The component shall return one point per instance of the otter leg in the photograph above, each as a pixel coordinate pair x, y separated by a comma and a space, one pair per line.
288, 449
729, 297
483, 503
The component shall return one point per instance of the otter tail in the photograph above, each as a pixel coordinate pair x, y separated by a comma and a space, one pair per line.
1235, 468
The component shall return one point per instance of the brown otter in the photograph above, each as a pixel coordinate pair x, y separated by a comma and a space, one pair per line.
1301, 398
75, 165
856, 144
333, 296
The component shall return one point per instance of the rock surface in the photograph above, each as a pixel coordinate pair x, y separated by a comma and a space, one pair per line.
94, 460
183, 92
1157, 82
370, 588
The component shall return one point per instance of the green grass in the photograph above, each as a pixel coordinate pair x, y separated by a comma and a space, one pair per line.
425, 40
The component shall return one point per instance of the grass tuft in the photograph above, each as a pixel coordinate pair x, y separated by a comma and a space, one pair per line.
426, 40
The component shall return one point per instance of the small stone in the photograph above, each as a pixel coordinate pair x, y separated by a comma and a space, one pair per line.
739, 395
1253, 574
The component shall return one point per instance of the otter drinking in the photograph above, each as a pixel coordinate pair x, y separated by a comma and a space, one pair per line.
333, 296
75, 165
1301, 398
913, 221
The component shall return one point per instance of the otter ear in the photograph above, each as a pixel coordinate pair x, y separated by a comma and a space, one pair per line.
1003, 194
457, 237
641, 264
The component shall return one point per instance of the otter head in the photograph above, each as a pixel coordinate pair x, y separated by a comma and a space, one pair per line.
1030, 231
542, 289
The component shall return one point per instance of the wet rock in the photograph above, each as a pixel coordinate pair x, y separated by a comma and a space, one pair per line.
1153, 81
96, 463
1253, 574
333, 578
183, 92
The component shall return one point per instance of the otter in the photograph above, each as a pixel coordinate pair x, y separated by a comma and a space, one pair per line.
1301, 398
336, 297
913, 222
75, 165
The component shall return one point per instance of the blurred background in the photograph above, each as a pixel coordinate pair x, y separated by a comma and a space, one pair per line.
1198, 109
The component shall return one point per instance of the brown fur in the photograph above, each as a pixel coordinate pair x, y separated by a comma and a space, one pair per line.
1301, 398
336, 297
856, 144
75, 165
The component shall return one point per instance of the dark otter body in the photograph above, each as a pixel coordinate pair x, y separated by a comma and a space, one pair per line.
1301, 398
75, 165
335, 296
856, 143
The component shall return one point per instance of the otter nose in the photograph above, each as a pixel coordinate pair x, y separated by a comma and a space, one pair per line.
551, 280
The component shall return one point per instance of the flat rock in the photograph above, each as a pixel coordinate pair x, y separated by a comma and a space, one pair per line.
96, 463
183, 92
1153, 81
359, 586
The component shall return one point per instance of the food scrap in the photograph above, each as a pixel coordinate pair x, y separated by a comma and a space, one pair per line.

....

Rewrite all of the lines above, substituting "module" for every occurrence of "component" and leaving everything else unchanged.

The module shall return one point per instance of the otter leg in the photograph above, each as a pixel coordinate pair x, y separated by a comma and a space, one pair per line.
288, 449
729, 297
483, 503
The module shall return one point per instance of the otter tail in the photograph above, each as a pixel coordinate pair x, y separated by a comma and a space, one pair per line.
1235, 468
The module shall return one point per instance of the brown otter in the photograph above, each as a pixel coordinate pair x, y separated by a comma and a space, one pair per line.
1301, 398
75, 165
856, 144
333, 296
The module shall return one point per instance of the rock surface in the photograph above, each as a pixel coordinate pair x, y separated by a comma and a space, one pair per line.
94, 460
183, 92
1157, 82
370, 588
The module shall return one point per instance of the green grass in the photograph above, each as a pixel coordinate pair x, y separated by a comma and a space, one pair per line.
425, 40
The module shall return one point per instance of the grass tuft in the photograph above, each as a pixel coordinate pair x, y separated by a comma and a space, one pair per line.
426, 40
The module shall return one point per instance of the small stone in the photograph above, each as a pixel coordinate pair x, y separated by a comma and a space, one pair per line.
739, 395
1253, 574
The module shall return one point per instance of the otter drinking in the photograph above, each as a pixel coordinate pair x, y separated by a comma and a space, one pair per line.
333, 296
75, 165
1301, 398
913, 221
The module shall return one point per instance of the otter ear in the photograph above, each as a pixel coordinate pair x, y separated by a comma and a space, one pair per line.
1003, 194
457, 237
641, 264
The module shall return one point per instance of the otter head in the photograph above, each as a pixel coordinate pair x, y separated by a comma and a space, one pair per line.
1030, 231
542, 289
The module shall return one point per instance of the wet rock in the photograph above, each as a pixel coordinate pair x, y separated by a comma and a space, one pair per line.
1153, 81
96, 463
1253, 574
333, 578
183, 92
The module shall return one point per instance of the otter in the photograph above, each as a pixel coordinate pair x, y separated by a comma and a space, one pair per line.
1301, 398
336, 297
913, 222
75, 165
The module shall return one point per instance of the blurred background in the photograph above, each as a pixel coordinate pair x, y separated by a comma and a space, one pair per line.
1198, 109
The module shall return one point per instance of the brown fur in the photograph above, each as a pixel coordinate pair x, y separated by a comma and a space, one pair per line.
1301, 398
336, 297
856, 144
75, 165
The module shall return one point per instance of the dark otter body in the photograph above, each as a pixel coordinate pair x, y separated by a comma and a space, one pair per line.
1301, 398
75, 165
335, 296
856, 143
The module shall return one point per instance of the otter nose in the photograph above, each as a pixel coordinate pair x, y separated by a comma and a space, one pair per line.
551, 280
The module shall return one point per instance of the flat rock in the photograph above, each as a pixel coordinate pair x, y separated by a comma and a space, one pair per line.
96, 463
183, 92
1153, 81
359, 586
The module shall return one point per instance of the food scrap in the photograph above, each as a pixel coordinate pair x, y separated by a comma and a space, one pair per line.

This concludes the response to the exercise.